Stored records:
--- start ---
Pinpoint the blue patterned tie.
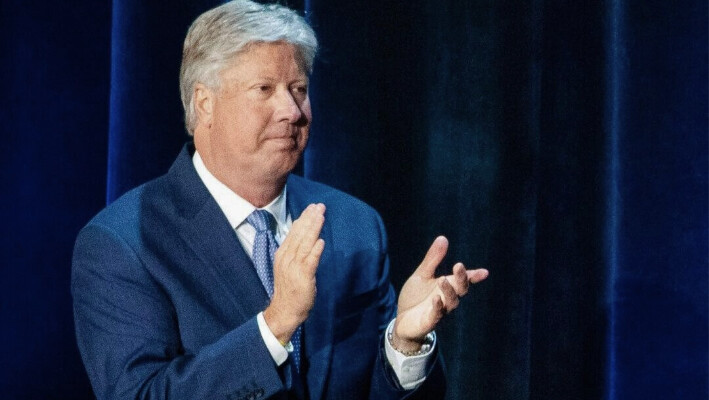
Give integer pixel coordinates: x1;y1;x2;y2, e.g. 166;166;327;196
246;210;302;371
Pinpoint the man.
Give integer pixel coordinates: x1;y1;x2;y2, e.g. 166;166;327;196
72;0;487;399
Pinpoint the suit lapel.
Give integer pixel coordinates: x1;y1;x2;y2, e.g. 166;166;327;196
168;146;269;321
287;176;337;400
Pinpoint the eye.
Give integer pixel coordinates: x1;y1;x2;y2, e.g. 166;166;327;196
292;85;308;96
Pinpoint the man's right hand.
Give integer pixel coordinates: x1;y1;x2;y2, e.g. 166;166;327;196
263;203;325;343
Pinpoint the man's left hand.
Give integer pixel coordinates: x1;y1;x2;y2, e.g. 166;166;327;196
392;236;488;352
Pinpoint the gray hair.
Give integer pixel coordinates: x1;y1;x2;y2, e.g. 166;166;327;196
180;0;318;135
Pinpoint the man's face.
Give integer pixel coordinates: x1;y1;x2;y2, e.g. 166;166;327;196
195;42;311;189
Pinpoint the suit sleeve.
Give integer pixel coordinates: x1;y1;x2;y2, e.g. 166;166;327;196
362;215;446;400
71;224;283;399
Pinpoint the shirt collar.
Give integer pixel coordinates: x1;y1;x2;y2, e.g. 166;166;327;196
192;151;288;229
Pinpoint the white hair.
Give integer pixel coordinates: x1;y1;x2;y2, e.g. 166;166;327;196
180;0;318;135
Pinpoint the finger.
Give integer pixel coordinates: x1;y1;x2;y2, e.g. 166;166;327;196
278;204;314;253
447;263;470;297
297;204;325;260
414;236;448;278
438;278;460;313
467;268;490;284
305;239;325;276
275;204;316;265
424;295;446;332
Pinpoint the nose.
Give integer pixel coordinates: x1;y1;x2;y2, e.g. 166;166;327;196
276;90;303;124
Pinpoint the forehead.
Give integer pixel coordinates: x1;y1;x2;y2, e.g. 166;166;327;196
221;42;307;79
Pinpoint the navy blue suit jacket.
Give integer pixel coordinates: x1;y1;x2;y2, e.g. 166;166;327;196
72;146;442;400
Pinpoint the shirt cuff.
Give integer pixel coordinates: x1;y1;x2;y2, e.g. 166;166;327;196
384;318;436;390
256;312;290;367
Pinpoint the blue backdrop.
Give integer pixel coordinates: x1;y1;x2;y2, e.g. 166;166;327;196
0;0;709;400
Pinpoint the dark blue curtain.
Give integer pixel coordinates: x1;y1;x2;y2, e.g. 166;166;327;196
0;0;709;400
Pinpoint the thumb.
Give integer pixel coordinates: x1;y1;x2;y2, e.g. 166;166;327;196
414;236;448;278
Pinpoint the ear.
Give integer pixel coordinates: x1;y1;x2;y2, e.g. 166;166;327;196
--- end ---
STATED TASK => Locate each line in the rows above that contains the string "hand", and copy every such line.

THE COMPLETED TASK =>
Pinpoint the man's right hand.
Pinpoint the man's left hand.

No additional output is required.